## Exercise objective
Through the end of the data below, output every line exactly, beginning with the line that contains "Check that each instance of the grass".
Records provided START
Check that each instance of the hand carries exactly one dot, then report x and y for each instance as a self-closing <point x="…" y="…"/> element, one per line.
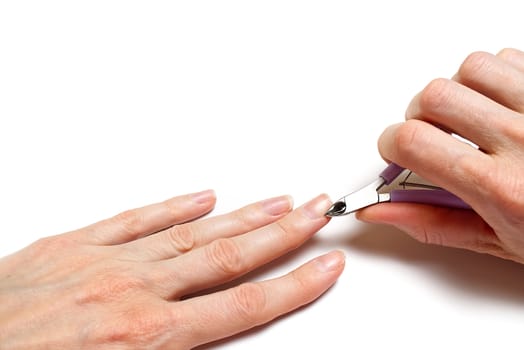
<point x="483" y="103"/>
<point x="119" y="283"/>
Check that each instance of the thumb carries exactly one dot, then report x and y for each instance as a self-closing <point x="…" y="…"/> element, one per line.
<point x="437" y="225"/>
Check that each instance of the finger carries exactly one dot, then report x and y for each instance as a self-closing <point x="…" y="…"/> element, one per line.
<point x="493" y="77"/>
<point x="440" y="158"/>
<point x="464" y="111"/>
<point x="513" y="57"/>
<point x="218" y="315"/>
<point x="132" y="224"/>
<point x="225" y="259"/>
<point x="435" y="225"/>
<point x="180" y="239"/>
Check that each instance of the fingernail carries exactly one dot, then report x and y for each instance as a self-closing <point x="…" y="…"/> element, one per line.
<point x="278" y="205"/>
<point x="203" y="197"/>
<point x="317" y="207"/>
<point x="330" y="261"/>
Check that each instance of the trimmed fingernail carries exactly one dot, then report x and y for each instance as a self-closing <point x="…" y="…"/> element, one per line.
<point x="204" y="196"/>
<point x="277" y="205"/>
<point x="330" y="261"/>
<point x="317" y="207"/>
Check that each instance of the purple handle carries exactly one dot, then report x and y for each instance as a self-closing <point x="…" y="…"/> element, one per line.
<point x="434" y="197"/>
<point x="391" y="172"/>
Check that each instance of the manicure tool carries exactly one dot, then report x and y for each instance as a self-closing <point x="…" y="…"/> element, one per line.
<point x="369" y="195"/>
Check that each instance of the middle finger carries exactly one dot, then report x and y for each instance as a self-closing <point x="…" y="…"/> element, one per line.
<point x="180" y="239"/>
<point x="225" y="259"/>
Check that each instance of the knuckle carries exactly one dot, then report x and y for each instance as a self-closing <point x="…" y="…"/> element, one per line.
<point x="136" y="326"/>
<point x="436" y="95"/>
<point x="249" y="300"/>
<point x="109" y="286"/>
<point x="181" y="237"/>
<point x="129" y="221"/>
<point x="476" y="64"/>
<point x="171" y="208"/>
<point x="225" y="256"/>
<point x="407" y="138"/>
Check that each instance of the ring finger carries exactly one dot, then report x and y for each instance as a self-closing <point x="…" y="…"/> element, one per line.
<point x="225" y="259"/>
<point x="180" y="239"/>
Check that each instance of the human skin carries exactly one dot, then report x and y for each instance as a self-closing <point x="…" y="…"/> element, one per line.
<point x="484" y="103"/>
<point x="138" y="280"/>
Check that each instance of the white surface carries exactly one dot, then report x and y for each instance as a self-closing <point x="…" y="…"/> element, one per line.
<point x="109" y="105"/>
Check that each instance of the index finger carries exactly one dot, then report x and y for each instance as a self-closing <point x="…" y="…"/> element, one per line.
<point x="438" y="157"/>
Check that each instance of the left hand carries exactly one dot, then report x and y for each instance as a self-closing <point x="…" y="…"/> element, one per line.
<point x="123" y="283"/>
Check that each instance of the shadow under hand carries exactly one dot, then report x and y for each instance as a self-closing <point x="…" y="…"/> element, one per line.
<point x="469" y="272"/>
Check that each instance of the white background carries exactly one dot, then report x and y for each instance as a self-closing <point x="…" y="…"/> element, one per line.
<point x="109" y="105"/>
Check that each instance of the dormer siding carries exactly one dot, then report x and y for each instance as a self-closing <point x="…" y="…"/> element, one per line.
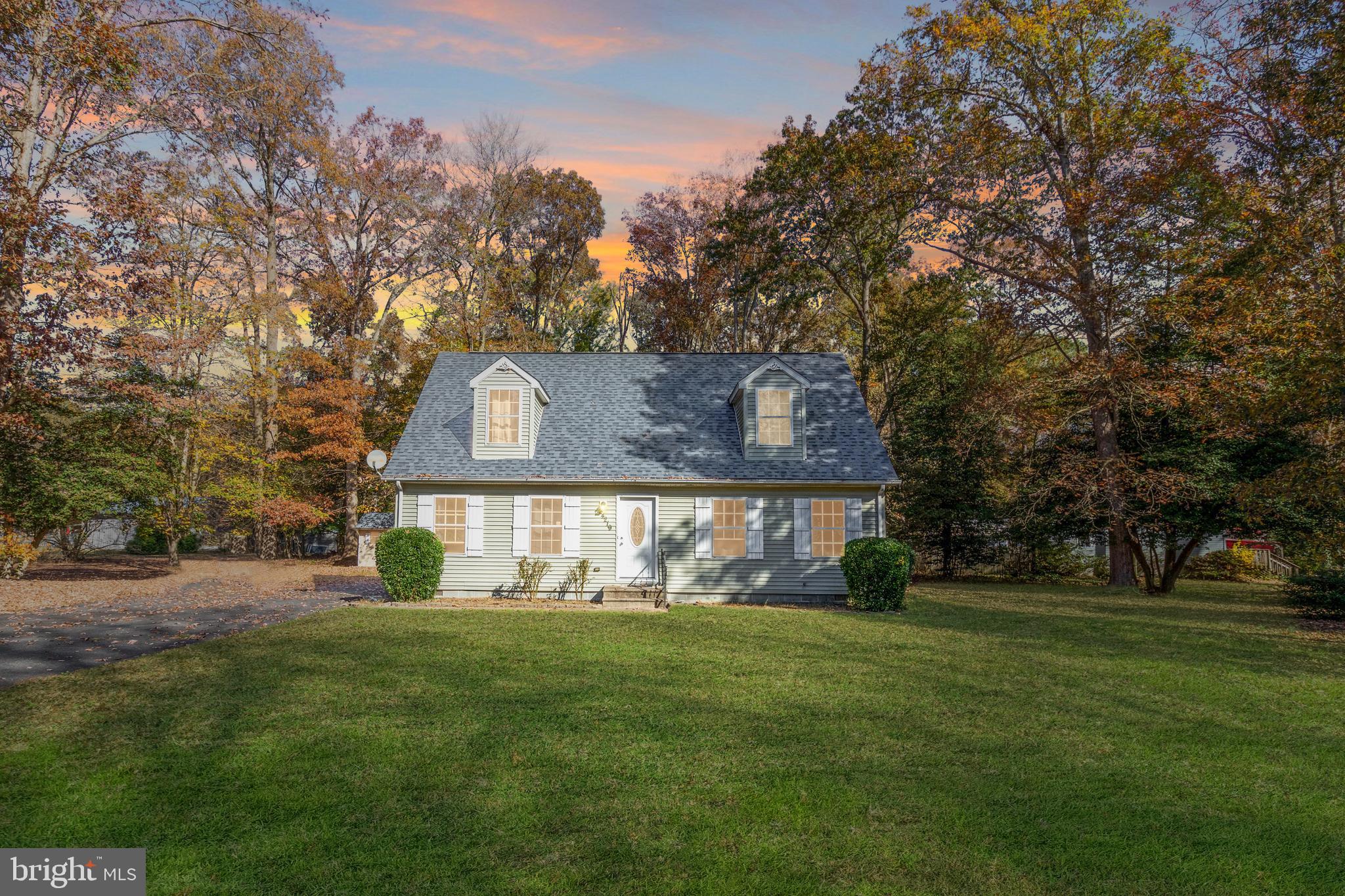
<point x="747" y="413"/>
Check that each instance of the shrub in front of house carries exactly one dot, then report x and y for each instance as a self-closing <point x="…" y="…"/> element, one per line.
<point x="877" y="572"/>
<point x="15" y="555"/>
<point x="409" y="562"/>
<point x="527" y="578"/>
<point x="1319" y="594"/>
<point x="150" y="540"/>
<point x="1234" y="565"/>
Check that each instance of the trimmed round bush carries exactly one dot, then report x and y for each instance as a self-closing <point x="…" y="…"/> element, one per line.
<point x="877" y="572"/>
<point x="1319" y="594"/>
<point x="409" y="563"/>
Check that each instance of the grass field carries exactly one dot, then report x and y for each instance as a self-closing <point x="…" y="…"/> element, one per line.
<point x="993" y="739"/>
Records provided END
## Exercise result
Check that each instance of the grass field carries exactly one dot, then report x and y for each instance as a self-closing <point x="…" y="…"/> element, one per line.
<point x="993" y="739"/>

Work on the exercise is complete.